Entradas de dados

════════════════════

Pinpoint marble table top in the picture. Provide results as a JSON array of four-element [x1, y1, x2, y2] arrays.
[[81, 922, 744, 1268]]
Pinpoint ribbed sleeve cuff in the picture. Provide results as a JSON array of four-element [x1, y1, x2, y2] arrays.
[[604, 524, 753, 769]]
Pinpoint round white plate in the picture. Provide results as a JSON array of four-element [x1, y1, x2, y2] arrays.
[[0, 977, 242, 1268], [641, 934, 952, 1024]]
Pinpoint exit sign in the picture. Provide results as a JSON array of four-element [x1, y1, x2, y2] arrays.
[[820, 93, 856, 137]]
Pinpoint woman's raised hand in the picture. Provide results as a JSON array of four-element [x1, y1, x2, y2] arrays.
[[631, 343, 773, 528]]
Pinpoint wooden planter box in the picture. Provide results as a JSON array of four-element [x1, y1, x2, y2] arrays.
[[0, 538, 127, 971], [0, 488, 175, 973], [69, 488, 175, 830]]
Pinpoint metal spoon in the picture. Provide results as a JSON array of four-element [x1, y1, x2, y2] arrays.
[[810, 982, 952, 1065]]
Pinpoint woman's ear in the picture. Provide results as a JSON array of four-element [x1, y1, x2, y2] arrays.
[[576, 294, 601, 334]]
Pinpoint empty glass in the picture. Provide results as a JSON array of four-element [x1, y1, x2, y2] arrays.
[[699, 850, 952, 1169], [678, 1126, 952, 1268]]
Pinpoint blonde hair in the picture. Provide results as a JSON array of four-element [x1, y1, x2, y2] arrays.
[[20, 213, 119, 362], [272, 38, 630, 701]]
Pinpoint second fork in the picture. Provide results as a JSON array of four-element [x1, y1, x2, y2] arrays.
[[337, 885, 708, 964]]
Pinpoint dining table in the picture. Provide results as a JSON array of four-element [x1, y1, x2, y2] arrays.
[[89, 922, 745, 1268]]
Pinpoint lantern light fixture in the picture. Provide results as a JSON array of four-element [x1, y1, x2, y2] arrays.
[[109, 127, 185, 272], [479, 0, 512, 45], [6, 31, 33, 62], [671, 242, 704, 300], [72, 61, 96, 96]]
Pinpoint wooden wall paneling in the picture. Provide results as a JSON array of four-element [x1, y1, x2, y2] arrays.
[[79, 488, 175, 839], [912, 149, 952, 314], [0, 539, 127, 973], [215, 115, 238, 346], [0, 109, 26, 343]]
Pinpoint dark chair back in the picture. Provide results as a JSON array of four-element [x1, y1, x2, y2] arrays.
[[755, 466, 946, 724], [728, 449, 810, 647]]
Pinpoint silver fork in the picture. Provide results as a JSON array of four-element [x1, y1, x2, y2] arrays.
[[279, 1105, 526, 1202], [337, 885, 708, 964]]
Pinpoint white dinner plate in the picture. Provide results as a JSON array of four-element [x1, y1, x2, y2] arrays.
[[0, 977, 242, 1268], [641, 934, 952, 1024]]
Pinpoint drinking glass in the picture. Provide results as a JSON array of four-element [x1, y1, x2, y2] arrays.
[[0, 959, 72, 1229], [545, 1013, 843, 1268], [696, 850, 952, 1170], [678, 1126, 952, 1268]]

════════════════════

Transcreva todas as linhas acima, sem nenhuma alteração.

| Resposta da tarefa |
Pinpoint marble table top in the picture. Provide results as a JSON array of four-element [x1, y1, x2, y2] arrays.
[[81, 922, 744, 1268]]
Pinpoint ribbed sleeve cuff in the picture. Provide results as a JSON array of four-element [x1, y1, x2, y2] arrays.
[[604, 524, 753, 769]]
Pinpoint round white plate in the picture. Provide results as a JSON array of four-element [x1, y1, x2, y2] arrays.
[[0, 977, 242, 1268], [641, 934, 952, 1024]]
Pinpoint exit sign in the picture. Provide results as a JSON array of four-element [x1, y1, x2, y2] arrays.
[[820, 93, 856, 137]]
Pinpoint woman's raised hand in the picture. Provide results as a JSON array of four-element [x1, y1, x2, y2] arrays.
[[631, 343, 773, 528]]
Pinpoint wooden planter box in the picture. Provide results as a JSON array of four-element [x1, y1, x2, y2] arrays.
[[0, 538, 127, 971], [0, 488, 175, 973], [69, 488, 175, 830]]
Pinpoint metal spoon in the picture. Provide results as a JSON array of four-element [x1, y1, x2, y2] arrays.
[[810, 982, 952, 1065]]
Pinpoint woman's ear in the picture. Provide results as a JSON array of four-element [x1, y1, x2, y2] arrays.
[[576, 294, 601, 334]]
Pinpoint empty glass in the picture. Provide results as a JSON array of four-element [x1, y1, x2, y2] arrays.
[[699, 850, 952, 1169], [678, 1126, 952, 1268]]
Pinpoint blonde hair in the picture. Provide results as a JSON array of four-element [x1, y1, x2, y2] arrays.
[[20, 213, 119, 362], [272, 38, 630, 701]]
Pinpoint second fork in the picture. Provide results as a JSON array of four-element [x1, y1, x2, y2] arrays.
[[337, 885, 708, 964]]
Pinpoint dining table in the picture. Provide results as a JSON array of four-element [x1, y1, x2, y2] arrays.
[[89, 922, 745, 1268]]
Pinpoint lantern light fixture in the picture. Provide results as a JSON array of four-element [x1, y1, x2, y2] arrays.
[[109, 127, 185, 272], [479, 0, 512, 45], [6, 31, 33, 62], [671, 242, 704, 300], [72, 61, 96, 96]]
Pinpoint wooden wall paneling in the picture. Provide results as a JSON array of four-element [x1, y1, x2, y2] arrays.
[[79, 488, 175, 839], [912, 149, 952, 314], [0, 539, 127, 973], [215, 115, 238, 346], [0, 109, 26, 343]]
Pinpoint dark chair back in the picture. Provide results as a JSON array of four-element [x1, y1, x2, y2] arrays.
[[755, 466, 946, 724], [728, 449, 810, 647]]
Pinpoint silver fork in the picture. Provide results as a JSON array of four-element [x1, y1, x2, y2] arrays.
[[279, 1105, 526, 1202], [337, 885, 708, 964]]
Pinpoint white dinner plate in the picture. Provide results as a JSON array of four-element [x1, y1, x2, y2] arrays.
[[0, 977, 242, 1268], [641, 934, 952, 1024]]
Pinpoint drinking glass in the picture. Provide results as a JSON array of four-element [x1, y1, x2, y2] arrays.
[[0, 959, 72, 1229], [545, 1013, 843, 1268], [696, 850, 952, 1170], [678, 1126, 952, 1268]]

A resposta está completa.